What you need to do: Output only the entries, exactly as given, without the pictures.

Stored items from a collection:
- Opening Delimiter -

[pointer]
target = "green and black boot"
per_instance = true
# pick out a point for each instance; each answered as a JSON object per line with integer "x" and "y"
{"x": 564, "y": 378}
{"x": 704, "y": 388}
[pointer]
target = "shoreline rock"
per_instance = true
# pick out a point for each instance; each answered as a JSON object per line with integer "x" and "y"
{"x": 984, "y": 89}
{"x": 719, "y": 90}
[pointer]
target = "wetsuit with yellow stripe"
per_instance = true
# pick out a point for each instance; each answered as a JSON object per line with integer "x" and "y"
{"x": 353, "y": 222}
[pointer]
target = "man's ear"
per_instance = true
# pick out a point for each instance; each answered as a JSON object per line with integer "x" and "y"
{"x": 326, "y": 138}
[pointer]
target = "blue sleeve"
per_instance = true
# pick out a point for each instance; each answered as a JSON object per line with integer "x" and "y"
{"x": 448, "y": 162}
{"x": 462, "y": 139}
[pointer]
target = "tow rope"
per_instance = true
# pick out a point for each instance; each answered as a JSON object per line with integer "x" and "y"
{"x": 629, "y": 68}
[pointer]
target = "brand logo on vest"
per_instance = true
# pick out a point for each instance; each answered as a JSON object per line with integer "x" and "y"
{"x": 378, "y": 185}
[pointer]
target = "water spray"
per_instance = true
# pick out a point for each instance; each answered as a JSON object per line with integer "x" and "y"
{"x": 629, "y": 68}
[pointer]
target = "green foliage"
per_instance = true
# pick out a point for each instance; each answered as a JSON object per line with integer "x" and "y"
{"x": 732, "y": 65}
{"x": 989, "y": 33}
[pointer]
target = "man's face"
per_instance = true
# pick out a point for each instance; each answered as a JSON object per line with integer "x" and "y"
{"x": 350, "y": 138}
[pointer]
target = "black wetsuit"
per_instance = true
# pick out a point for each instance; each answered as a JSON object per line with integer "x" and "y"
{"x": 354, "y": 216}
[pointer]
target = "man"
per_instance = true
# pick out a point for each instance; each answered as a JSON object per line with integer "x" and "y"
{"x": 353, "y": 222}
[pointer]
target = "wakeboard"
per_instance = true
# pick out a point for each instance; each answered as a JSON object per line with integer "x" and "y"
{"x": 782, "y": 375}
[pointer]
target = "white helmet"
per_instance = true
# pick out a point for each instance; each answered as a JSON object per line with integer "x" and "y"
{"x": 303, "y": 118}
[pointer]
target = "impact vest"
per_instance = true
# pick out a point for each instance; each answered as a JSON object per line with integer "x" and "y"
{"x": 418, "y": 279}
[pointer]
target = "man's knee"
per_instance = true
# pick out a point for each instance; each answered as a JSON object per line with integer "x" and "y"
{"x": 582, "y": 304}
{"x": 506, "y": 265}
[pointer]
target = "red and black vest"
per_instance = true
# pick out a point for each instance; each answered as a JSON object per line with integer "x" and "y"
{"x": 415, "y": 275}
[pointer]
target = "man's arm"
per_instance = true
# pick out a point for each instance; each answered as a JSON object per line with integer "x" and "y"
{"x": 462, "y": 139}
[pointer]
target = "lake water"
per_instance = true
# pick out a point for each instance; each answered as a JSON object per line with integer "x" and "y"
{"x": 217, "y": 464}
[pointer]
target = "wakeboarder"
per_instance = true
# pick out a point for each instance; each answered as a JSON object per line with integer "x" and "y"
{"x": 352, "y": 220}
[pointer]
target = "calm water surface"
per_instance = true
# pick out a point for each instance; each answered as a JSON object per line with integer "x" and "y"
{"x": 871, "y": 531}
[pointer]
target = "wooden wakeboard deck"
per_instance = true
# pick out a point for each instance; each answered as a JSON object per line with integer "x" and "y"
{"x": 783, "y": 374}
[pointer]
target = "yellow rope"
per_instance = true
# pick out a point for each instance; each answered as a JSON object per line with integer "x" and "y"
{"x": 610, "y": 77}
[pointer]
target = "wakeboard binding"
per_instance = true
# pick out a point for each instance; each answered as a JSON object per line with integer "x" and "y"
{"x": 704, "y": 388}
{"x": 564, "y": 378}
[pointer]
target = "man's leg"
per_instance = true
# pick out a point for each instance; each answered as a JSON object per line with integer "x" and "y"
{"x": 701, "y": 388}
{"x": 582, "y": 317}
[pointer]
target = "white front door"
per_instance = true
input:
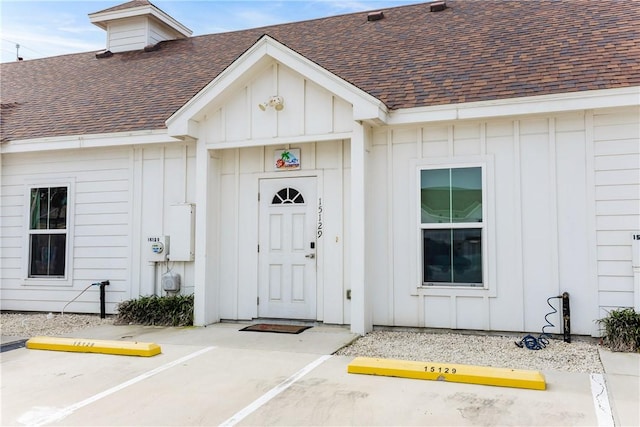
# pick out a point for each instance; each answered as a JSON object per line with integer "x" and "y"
{"x": 287, "y": 248}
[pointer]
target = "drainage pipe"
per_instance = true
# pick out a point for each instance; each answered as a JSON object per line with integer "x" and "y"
{"x": 566, "y": 317}
{"x": 102, "y": 284}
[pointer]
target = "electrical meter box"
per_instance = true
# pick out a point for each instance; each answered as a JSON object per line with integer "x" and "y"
{"x": 157, "y": 248}
{"x": 182, "y": 231}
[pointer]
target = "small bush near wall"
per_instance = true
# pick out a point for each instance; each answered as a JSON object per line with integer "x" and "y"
{"x": 157, "y": 311}
{"x": 621, "y": 330}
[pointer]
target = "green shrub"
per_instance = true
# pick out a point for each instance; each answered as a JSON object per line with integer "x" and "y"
{"x": 157, "y": 311}
{"x": 621, "y": 330}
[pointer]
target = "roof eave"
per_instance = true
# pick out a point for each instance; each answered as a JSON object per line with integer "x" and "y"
{"x": 102, "y": 19}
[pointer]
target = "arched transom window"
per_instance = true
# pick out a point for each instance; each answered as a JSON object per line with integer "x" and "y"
{"x": 287, "y": 196}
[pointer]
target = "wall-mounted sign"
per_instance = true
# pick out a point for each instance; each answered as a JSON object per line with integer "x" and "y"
{"x": 287, "y": 159}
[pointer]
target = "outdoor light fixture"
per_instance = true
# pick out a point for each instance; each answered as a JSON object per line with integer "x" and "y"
{"x": 276, "y": 102}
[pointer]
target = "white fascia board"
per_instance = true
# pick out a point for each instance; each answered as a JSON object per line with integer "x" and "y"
{"x": 102, "y": 19}
{"x": 366, "y": 107}
{"x": 291, "y": 140}
{"x": 604, "y": 98}
{"x": 87, "y": 141}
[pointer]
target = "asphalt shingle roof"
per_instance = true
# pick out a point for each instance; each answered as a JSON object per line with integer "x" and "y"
{"x": 472, "y": 51}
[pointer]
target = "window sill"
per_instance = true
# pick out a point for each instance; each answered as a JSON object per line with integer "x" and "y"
{"x": 459, "y": 290}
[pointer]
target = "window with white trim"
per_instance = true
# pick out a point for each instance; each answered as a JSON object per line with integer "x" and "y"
{"x": 48, "y": 232}
{"x": 452, "y": 226}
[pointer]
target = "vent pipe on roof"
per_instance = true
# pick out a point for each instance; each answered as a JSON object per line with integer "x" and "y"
{"x": 375, "y": 16}
{"x": 437, "y": 6}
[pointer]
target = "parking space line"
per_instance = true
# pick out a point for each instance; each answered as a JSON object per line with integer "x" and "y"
{"x": 256, "y": 404}
{"x": 65, "y": 412}
{"x": 601, "y": 400}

- Closing Delimiter -

Task solution:
[pointer]
target = "green and black boot"
per_instance = true
# pick out a point for each instance; each answered as a JSON object per line with integer "x" and "y"
{"x": 564, "y": 378}
{"x": 704, "y": 388}
[pointer]
target = "shoreline rock"
per_instance = true
# pick out a point for each instance; each answered as a JSON object per line with integer "x" and "y"
{"x": 984, "y": 89}
{"x": 719, "y": 90}
[pointer]
target = "wetsuit with yellow stripe"
per_instance = true
# pick out a point for each instance; each answered as a JSON object per line with integer "x" and "y"
{"x": 353, "y": 222}
[pointer]
target = "man's ear"
per_instance = true
# pick out a point for each instance; each answered as a JSON object per line with integer "x" and "y"
{"x": 326, "y": 138}
[pointer]
target = "blue sleeve"
per_instance = true
# pick out a point for each instance; each answered as a JSON object per line with integer "x" and "y"
{"x": 448, "y": 162}
{"x": 462, "y": 139}
[pointer]
target = "tow rope"
per_instance = true
# pick out a point for each instance; each answered as a JSON object per line with integer "x" and "y"
{"x": 629, "y": 68}
[pointer]
target = "brand logo on vest"
per_instance = true
# pick out a point for each instance; each answered as a JSON object per line with integer "x" and "y"
{"x": 378, "y": 185}
[pointer]
target = "water spray"
per_instance = true
# pick out a point for each instance; each answered as a JSON object per line with integer "x" and "y"
{"x": 629, "y": 68}
[pointer]
target = "green foliage"
per_instance = true
# pick out a point for each instance; each answered as a JSON object per line with integer "x" and "y"
{"x": 732, "y": 65}
{"x": 989, "y": 33}
[pointer]
target = "man's face"
per_instance = true
# pick out a point for each instance; each answered as a JSON object per line with integer "x" and "y"
{"x": 350, "y": 138}
[pointer]
target = "black wetsuit"
per_instance = true
# pick out a point for each instance; each answered as a JSON object per line with integer "x" and "y"
{"x": 354, "y": 216}
[pointer]
target = "man"
per_instance = true
# pick out a point for each instance; each answered as a JSON object per line with integer "x" and "y"
{"x": 353, "y": 222}
[pointer]
target = "wakeboard"
per_instance = true
# pick out a point for each instance; each answered as a JSON object per line with integer "x" and "y"
{"x": 782, "y": 375}
[pointer]
target = "white helmet"
per_instance = true
# pick out a point for each instance; each answered as a JSON object per line with integer "x" and "y"
{"x": 303, "y": 118}
[pointer]
target = "impact vest"
per_instance = true
# pick out a point for each instance; each answered as a JSON object per line with integer "x" and "y"
{"x": 418, "y": 279}
[pointer]
target = "man's knee"
per_instance = true
# pick out a point for each instance; each answered as a JSON object per line with integer "x" and "y"
{"x": 582, "y": 304}
{"x": 506, "y": 265}
[pointer]
target = "red and black vest"
per_instance = true
# pick out a point for each instance; each answered as a JSON object per line with integer "x" and "y"
{"x": 415, "y": 275}
[pointer]
target = "man's arm"
per_instance = true
# pick out a point for each instance; each answered as a JSON object per line with integer "x" and "y"
{"x": 462, "y": 139}
[pointer]
target = "lake water"
per_instance = true
# pick out a point for each instance; each answered as a JSON object per line with integer "x" and "y"
{"x": 217, "y": 464}
[pointer]
target = "wakeboarder"
per_instance = true
# pick out a point for each instance; each answered as a JSON object per line with integer "x" and "y"
{"x": 352, "y": 220}
[pointer]
target = "calm water surface"
per_instance = true
# pick out a point for each instance; each answered as a JSON object per line with integer "x" and "y"
{"x": 871, "y": 531}
[pointer]
target = "wooden wakeboard deck"
per_instance = true
# pick out a point for each instance; each answered as a JSON object per line with integer "x" and "y"
{"x": 783, "y": 374}
[pointer]
target = "yellow rope"
per_instance = true
# pick out a point for each instance; each answered as a JSON object per line with integer "x" and "y"
{"x": 610, "y": 77}
[pointer]
target = "wakeboard binding"
per_instance = true
# pick out a point for each instance; each answered as a JSON object per line with integer "x" and "y"
{"x": 704, "y": 388}
{"x": 564, "y": 378}
[pointer]
target = "man's leg"
per_instance = true
# pick out a point for each instance; each answered as a JSON object per line with integer "x" and "y"
{"x": 701, "y": 388}
{"x": 582, "y": 317}
[pointer]
target = "white front door"
per_instance = true
input:
# pick out a point for each instance; each answered as a JSON object per line with integer "x" and "y"
{"x": 287, "y": 248}
[pointer]
target = "drainage pipe"
per_instance = true
# pick out a point for each instance; each answered as a JSON object per line with integer "x" and "y"
{"x": 566, "y": 317}
{"x": 102, "y": 284}
[pointer]
target = "electrical meter box"
per_instance = true
# pick out a point for each instance; each answered as a JSON object per line with integer "x" and "y"
{"x": 157, "y": 248}
{"x": 182, "y": 231}
[pointer]
target = "small bush near wall"
per_instance = true
# pick out a point for each instance; each answered as a JSON object per line with integer "x" and "y"
{"x": 157, "y": 311}
{"x": 621, "y": 330}
[pointer]
target = "green shrub"
per_instance = true
# pick out a point for each instance; each answered as a JSON object per line with integer "x" and "y"
{"x": 157, "y": 311}
{"x": 621, "y": 330}
[pointer]
target = "roof eave"
per_instance = true
# pick out a point for each instance; each answered as a JSON object per line with integer "x" and "y"
{"x": 102, "y": 19}
[pointer]
target = "arched transom window"
per_instance = true
# pick out a point for each instance; each answered as a JSON object per line with integer "x" and "y"
{"x": 287, "y": 196}
[pointer]
target = "wall-mounted sign"
per_instance = true
# pick out a point for each instance; each answered as a JSON object per line with integer "x" and "y"
{"x": 287, "y": 159}
[pointer]
target = "outdoor light fixture"
per_instance = true
# pick out a point for each instance; each answered as a JSON object per line with integer "x" and "y"
{"x": 276, "y": 102}
[pointer]
target = "white fascia board"
per_instance = true
# pick out a point for each instance; each answered as a JSON object per line with integer "x" and "y"
{"x": 102, "y": 19}
{"x": 366, "y": 107}
{"x": 291, "y": 140}
{"x": 604, "y": 98}
{"x": 87, "y": 141}
[pointer]
target = "asphalt shingle roof"
per_instance = true
# pick out a point for each instance; each answered as a JSON object per line with integer "x" and "y"
{"x": 472, "y": 51}
[pointer]
target = "window sill"
per_instance = true
# pick out a point for each instance; each answered as a JSON object per line with integer "x" and "y"
{"x": 459, "y": 290}
[pointer]
target = "window with white trim"
per_instance = true
# pick out a point for each instance; each answered as a JSON object per line with integer "x" and "y"
{"x": 48, "y": 232}
{"x": 452, "y": 226}
[pointer]
target = "vent pipe on roof"
per_instance = true
# pick out a point for each instance; each answered as a JSON object per line with integer "x" and "y"
{"x": 375, "y": 16}
{"x": 437, "y": 6}
[pointer]
target = "parking space line"
per_instance = true
# pick out a point for each instance; each answered as a JSON object per line with integer "x" and "y"
{"x": 256, "y": 404}
{"x": 65, "y": 412}
{"x": 601, "y": 400}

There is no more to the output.